--- Information provided ---
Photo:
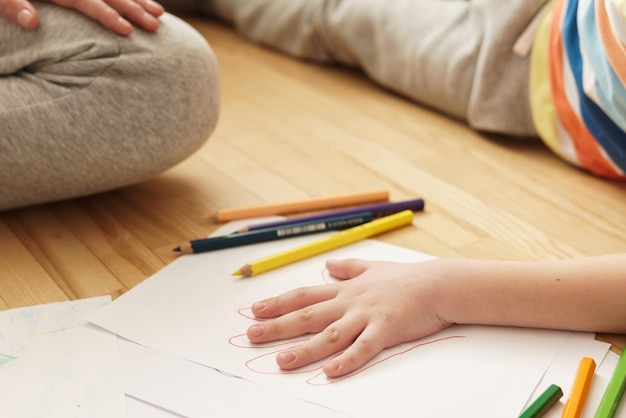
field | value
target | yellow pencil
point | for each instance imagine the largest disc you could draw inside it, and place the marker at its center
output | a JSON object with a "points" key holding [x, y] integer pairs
{"points": [[578, 396], [337, 240], [297, 206]]}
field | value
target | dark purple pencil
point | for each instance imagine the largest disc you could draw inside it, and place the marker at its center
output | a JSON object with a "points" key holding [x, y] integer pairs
{"points": [[378, 210]]}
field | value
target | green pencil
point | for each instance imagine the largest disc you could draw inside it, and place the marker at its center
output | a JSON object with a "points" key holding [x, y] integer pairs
{"points": [[614, 390], [543, 403]]}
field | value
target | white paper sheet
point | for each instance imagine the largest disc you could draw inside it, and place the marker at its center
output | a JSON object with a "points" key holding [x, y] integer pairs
{"points": [[194, 390], [196, 310], [54, 364]]}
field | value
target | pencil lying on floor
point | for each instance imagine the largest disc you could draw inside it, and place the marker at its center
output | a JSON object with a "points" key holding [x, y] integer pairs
{"points": [[340, 239], [224, 215], [614, 391], [578, 396], [378, 211], [271, 234]]}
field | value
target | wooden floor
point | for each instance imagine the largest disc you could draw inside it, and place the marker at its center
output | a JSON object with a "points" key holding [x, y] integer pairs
{"points": [[291, 130]]}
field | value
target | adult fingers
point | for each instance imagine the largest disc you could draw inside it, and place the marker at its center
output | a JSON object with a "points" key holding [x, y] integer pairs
{"points": [[21, 12]]}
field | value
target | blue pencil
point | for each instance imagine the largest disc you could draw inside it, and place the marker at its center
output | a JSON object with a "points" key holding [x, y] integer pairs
{"points": [[270, 234], [378, 211]]}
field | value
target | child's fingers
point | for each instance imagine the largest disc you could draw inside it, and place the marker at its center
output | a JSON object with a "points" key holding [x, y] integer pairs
{"points": [[21, 12], [310, 319], [336, 337], [136, 12], [293, 300], [367, 345]]}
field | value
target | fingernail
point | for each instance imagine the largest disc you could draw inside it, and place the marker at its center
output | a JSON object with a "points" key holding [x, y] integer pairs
{"points": [[24, 18], [287, 356], [332, 367], [256, 330], [259, 306], [125, 24]]}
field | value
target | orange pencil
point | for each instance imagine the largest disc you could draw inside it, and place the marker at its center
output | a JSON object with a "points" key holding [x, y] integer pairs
{"points": [[578, 396], [224, 215]]}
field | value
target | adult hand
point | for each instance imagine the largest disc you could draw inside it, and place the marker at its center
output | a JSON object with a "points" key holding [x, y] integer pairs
{"points": [[384, 305], [116, 15]]}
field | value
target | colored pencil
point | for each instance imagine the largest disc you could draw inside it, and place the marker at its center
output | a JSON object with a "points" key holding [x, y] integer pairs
{"points": [[297, 206], [270, 234], [378, 211], [543, 403], [337, 240], [582, 383], [614, 391]]}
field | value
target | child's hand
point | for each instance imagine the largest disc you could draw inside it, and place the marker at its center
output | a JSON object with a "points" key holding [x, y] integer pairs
{"points": [[384, 305], [116, 15]]}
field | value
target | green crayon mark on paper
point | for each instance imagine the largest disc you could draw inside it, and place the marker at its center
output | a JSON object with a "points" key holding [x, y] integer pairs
{"points": [[5, 358]]}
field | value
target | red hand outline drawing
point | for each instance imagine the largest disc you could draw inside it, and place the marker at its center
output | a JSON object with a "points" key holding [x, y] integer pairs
{"points": [[318, 378]]}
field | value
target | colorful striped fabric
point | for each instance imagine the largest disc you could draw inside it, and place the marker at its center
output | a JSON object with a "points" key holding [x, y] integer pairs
{"points": [[578, 78]]}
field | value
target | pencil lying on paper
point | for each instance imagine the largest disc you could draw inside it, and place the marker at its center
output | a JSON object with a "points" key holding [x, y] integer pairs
{"points": [[582, 383], [270, 234], [378, 210], [326, 244], [306, 205], [614, 391], [543, 403]]}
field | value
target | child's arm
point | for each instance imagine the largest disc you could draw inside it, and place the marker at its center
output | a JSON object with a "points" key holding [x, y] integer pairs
{"points": [[390, 303]]}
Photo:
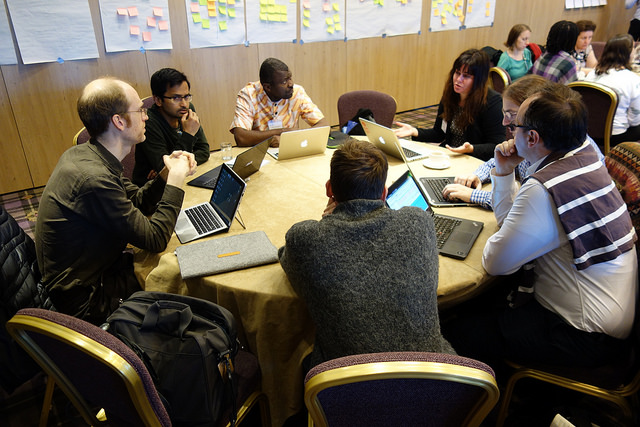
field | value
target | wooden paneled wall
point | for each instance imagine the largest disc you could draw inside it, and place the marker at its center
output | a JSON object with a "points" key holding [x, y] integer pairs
{"points": [[37, 102]]}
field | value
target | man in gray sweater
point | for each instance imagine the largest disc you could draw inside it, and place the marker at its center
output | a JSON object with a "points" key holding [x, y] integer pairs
{"points": [[367, 273]]}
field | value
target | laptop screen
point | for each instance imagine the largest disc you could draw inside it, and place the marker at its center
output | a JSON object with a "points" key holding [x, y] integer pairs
{"points": [[226, 195], [405, 192]]}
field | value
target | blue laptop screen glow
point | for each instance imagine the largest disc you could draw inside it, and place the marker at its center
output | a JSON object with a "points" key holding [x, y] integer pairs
{"points": [[406, 194]]}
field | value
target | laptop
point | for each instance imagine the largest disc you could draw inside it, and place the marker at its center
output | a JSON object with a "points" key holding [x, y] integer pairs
{"points": [[433, 186], [247, 163], [299, 143], [216, 215], [386, 140], [454, 236]]}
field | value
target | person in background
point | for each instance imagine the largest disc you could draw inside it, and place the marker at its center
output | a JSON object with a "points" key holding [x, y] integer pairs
{"points": [[173, 125], [569, 220], [362, 300], [266, 108], [583, 52], [469, 188], [90, 212], [469, 117], [557, 64], [517, 59], [614, 70]]}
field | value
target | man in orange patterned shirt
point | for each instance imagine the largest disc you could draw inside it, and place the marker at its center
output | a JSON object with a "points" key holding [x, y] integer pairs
{"points": [[271, 106]]}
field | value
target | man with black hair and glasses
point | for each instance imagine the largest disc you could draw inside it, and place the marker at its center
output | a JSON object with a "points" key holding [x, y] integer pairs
{"points": [[173, 125]]}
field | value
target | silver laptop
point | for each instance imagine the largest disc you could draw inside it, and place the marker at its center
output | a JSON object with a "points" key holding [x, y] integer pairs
{"points": [[454, 236], [217, 214], [386, 140], [247, 163], [299, 143]]}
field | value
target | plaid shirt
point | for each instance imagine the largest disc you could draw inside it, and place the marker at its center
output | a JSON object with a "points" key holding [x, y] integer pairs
{"points": [[559, 68], [254, 109]]}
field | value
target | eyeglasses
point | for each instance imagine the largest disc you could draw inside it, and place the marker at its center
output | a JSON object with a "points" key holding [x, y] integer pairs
{"points": [[178, 98]]}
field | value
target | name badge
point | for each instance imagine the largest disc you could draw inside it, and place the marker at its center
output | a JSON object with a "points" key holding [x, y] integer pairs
{"points": [[275, 124]]}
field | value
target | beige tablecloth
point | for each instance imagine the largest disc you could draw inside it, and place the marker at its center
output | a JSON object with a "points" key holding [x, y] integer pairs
{"points": [[273, 322]]}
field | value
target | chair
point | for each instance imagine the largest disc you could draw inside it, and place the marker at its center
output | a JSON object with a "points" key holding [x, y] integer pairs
{"points": [[614, 382], [92, 367], [382, 106], [129, 160], [499, 79], [402, 389], [601, 102]]}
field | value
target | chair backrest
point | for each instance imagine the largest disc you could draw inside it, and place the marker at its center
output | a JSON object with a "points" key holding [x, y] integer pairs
{"points": [[92, 367], [382, 106], [499, 79], [405, 388], [601, 102]]}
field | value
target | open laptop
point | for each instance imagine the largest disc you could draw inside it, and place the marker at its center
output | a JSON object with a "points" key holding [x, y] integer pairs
{"points": [[247, 163], [215, 215], [386, 140], [299, 143], [454, 236]]}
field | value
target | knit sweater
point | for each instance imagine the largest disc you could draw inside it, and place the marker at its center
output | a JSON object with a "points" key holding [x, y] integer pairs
{"points": [[369, 276]]}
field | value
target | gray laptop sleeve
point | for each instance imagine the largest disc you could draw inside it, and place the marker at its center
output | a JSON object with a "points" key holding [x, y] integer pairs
{"points": [[225, 254]]}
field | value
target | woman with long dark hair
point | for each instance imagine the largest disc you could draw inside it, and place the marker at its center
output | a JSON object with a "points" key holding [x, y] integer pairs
{"points": [[614, 70], [469, 117]]}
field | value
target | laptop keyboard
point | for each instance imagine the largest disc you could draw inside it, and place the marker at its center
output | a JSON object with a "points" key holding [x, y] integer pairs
{"points": [[444, 227], [202, 219], [437, 185]]}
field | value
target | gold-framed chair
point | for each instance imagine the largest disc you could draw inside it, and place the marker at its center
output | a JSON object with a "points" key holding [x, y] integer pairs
{"points": [[601, 102], [400, 388], [382, 105], [499, 79], [102, 377]]}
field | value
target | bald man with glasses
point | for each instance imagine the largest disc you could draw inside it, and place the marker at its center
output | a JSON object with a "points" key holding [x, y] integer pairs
{"points": [[173, 125]]}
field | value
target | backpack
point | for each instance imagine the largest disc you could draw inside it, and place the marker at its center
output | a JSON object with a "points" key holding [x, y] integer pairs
{"points": [[188, 345]]}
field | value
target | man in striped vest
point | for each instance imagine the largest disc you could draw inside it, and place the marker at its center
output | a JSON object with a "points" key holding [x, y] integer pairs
{"points": [[569, 220]]}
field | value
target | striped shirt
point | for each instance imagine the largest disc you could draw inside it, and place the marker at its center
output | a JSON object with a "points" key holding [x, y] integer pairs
{"points": [[254, 109], [591, 210]]}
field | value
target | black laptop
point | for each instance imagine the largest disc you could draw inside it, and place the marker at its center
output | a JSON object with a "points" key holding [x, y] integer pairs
{"points": [[247, 163], [455, 236]]}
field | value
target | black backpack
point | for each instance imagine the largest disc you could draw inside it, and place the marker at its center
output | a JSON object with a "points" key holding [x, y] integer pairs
{"points": [[188, 345]]}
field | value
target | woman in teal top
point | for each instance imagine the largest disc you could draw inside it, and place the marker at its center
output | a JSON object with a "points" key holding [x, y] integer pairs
{"points": [[517, 59]]}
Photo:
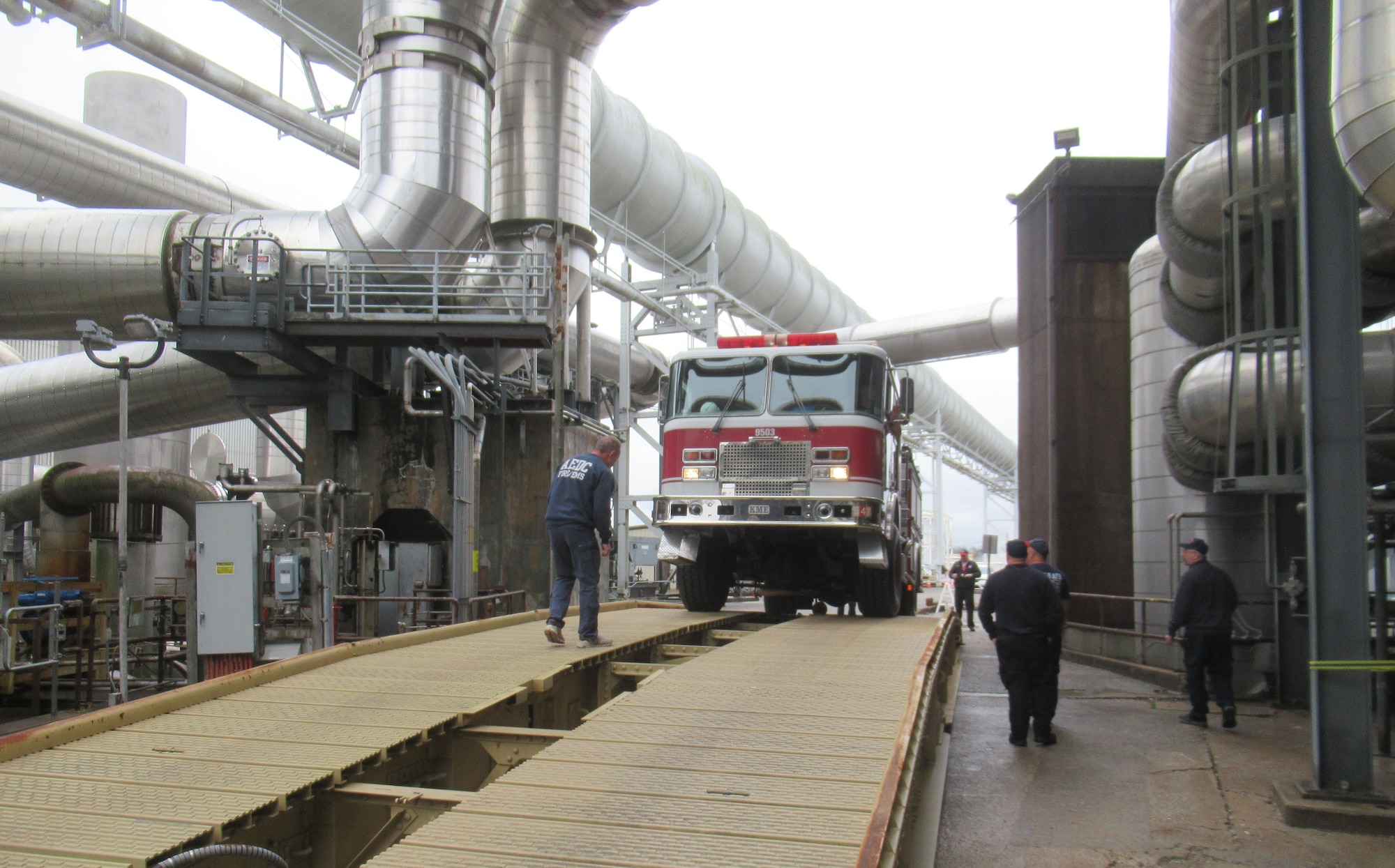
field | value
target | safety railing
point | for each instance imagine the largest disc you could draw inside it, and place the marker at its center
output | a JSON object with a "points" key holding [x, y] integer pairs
{"points": [[246, 281]]}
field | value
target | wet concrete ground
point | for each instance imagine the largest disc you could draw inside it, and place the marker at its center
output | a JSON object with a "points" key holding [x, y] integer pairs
{"points": [[1128, 784]]}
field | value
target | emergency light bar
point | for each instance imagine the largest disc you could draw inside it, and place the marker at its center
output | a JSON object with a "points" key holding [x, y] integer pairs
{"points": [[801, 340]]}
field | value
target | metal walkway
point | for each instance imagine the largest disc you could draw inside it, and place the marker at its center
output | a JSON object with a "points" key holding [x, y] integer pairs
{"points": [[125, 786], [789, 747]]}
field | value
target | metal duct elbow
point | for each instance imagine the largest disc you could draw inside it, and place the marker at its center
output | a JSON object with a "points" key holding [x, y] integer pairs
{"points": [[953, 334], [425, 154], [76, 489], [543, 111], [1364, 97], [69, 402], [677, 203], [61, 266], [70, 162]]}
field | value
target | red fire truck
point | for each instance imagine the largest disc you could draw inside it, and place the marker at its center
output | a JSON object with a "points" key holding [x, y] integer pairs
{"points": [[783, 468]]}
---
* _Exercise aim_
Pull out every line of the material above that contains the string "metal", treating uppercase and lowercase as distinct.

* _Exercise answer_
target | metal walkway
target | metal duct elbow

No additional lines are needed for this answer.